Rewrite the records from the line with "the white baseboard." up to and including the line with "[291,0,331,218]" as a JSON list of strings, one string per line, with blank lines and pictures left out.

============

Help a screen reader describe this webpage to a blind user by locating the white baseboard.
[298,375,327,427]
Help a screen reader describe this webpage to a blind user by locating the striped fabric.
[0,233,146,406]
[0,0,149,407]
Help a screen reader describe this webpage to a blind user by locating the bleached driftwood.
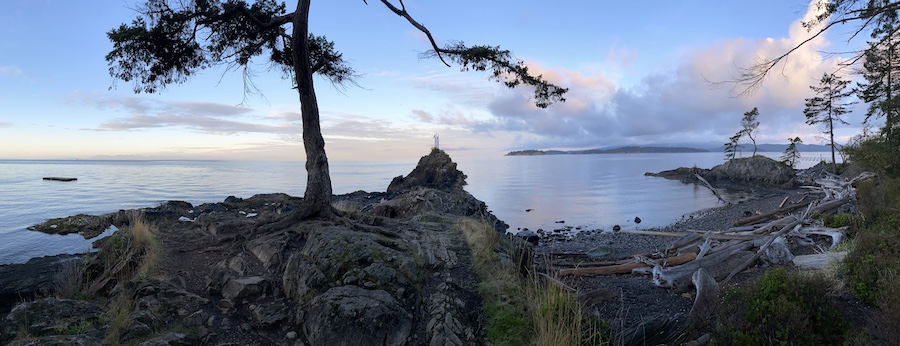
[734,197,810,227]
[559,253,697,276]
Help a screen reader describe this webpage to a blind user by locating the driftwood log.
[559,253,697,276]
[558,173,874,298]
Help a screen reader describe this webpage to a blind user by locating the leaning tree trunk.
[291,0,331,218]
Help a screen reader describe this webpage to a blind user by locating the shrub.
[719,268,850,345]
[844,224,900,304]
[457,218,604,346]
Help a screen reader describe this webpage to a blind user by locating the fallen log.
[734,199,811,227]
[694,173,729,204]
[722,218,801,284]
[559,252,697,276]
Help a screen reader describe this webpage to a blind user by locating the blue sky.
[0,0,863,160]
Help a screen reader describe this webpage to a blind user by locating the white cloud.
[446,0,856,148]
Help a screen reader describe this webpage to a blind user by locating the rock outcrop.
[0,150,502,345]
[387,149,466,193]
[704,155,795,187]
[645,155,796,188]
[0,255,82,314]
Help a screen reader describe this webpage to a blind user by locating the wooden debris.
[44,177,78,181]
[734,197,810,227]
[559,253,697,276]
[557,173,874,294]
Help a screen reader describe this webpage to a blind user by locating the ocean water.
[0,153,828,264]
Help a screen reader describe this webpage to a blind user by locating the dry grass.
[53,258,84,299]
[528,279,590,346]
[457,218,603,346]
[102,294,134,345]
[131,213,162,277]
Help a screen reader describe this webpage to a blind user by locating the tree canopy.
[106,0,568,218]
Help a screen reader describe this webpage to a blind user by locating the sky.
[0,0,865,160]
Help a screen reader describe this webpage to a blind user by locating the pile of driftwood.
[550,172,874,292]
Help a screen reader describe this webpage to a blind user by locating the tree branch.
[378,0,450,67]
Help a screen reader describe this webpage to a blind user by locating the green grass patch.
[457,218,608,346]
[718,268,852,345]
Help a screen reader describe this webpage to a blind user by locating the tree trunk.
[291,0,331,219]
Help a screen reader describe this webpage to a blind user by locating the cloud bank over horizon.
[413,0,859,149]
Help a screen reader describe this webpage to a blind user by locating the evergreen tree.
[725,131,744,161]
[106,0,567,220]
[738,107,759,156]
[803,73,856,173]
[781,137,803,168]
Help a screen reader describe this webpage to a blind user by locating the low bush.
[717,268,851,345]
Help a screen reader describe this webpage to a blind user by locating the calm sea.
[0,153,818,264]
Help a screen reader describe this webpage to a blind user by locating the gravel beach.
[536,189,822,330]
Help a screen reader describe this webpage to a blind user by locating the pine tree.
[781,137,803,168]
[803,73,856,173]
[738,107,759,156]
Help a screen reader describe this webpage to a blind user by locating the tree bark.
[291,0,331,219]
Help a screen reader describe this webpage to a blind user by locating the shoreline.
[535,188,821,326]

============

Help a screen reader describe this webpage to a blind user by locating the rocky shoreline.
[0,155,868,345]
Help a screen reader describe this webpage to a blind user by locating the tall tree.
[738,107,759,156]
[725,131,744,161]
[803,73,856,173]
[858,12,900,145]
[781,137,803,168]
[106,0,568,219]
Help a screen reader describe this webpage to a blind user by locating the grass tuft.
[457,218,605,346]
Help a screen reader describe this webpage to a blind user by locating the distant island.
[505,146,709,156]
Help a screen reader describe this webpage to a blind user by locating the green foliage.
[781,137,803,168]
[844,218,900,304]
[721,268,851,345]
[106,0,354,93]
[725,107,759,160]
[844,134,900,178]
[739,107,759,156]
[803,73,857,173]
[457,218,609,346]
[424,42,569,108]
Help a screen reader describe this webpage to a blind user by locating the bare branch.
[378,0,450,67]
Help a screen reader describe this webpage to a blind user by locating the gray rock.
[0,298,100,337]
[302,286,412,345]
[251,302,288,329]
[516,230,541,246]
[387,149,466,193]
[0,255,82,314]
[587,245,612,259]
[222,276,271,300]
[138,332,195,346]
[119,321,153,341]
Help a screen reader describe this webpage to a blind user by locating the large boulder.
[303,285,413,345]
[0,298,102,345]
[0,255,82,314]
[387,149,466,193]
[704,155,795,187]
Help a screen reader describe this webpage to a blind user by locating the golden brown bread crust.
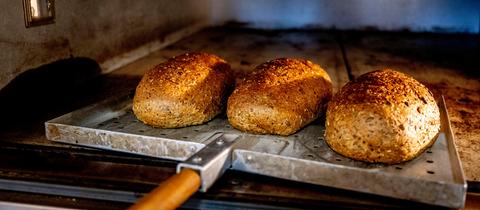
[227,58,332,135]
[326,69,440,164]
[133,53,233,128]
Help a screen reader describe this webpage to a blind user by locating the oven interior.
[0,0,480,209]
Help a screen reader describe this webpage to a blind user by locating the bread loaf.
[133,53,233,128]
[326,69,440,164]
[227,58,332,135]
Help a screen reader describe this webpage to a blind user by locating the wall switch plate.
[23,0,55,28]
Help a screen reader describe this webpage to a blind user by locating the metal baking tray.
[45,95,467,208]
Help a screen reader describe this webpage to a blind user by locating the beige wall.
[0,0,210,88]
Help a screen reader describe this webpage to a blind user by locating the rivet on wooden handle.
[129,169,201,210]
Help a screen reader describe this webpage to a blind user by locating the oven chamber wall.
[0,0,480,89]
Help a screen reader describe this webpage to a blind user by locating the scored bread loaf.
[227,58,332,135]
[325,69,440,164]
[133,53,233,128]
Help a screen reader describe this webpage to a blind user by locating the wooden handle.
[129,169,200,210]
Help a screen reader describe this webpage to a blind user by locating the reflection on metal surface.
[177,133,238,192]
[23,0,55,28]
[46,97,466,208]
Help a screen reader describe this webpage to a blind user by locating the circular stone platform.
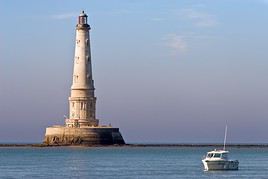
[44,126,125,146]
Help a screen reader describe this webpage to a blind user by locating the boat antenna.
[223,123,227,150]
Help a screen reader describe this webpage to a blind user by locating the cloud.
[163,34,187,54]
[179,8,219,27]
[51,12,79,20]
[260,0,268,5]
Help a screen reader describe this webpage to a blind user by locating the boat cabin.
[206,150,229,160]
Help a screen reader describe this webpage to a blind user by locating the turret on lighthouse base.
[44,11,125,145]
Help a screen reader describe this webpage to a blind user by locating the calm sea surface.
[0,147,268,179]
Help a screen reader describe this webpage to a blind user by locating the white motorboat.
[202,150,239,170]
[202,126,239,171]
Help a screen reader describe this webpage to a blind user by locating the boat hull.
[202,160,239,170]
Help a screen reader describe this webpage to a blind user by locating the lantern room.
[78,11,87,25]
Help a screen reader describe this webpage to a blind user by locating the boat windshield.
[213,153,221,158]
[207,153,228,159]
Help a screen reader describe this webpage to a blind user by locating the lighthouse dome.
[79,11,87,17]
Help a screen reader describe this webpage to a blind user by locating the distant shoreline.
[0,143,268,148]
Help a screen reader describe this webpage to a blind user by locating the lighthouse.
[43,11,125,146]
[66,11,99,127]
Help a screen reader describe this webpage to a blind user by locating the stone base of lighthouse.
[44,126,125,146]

============

> [FINISHED TASK]:
[
  "Help a screen reader describe this webpage to a blind user by locating the white baseboard.",
  "[298,375,327,427]",
  "Help a screen reader describe this webpage to a blind user by locating the striped fabric.",
  "[0,233,146,406]",
  "[0,0,149,407]",
  "Help a screen reader describe this webpage to a blind user by locating the bleached driftwood.",
  "[734,197,810,227]",
  "[559,253,697,276]",
  "Help a screen reader describe this webpage to a blind user by locating the driftwood log.",
  "[559,253,697,276]",
  "[558,173,874,298]",
  "Help a screen reader describe this webpage to a blind user by locating the leaning tree trunk.",
  "[291,0,331,218]"
]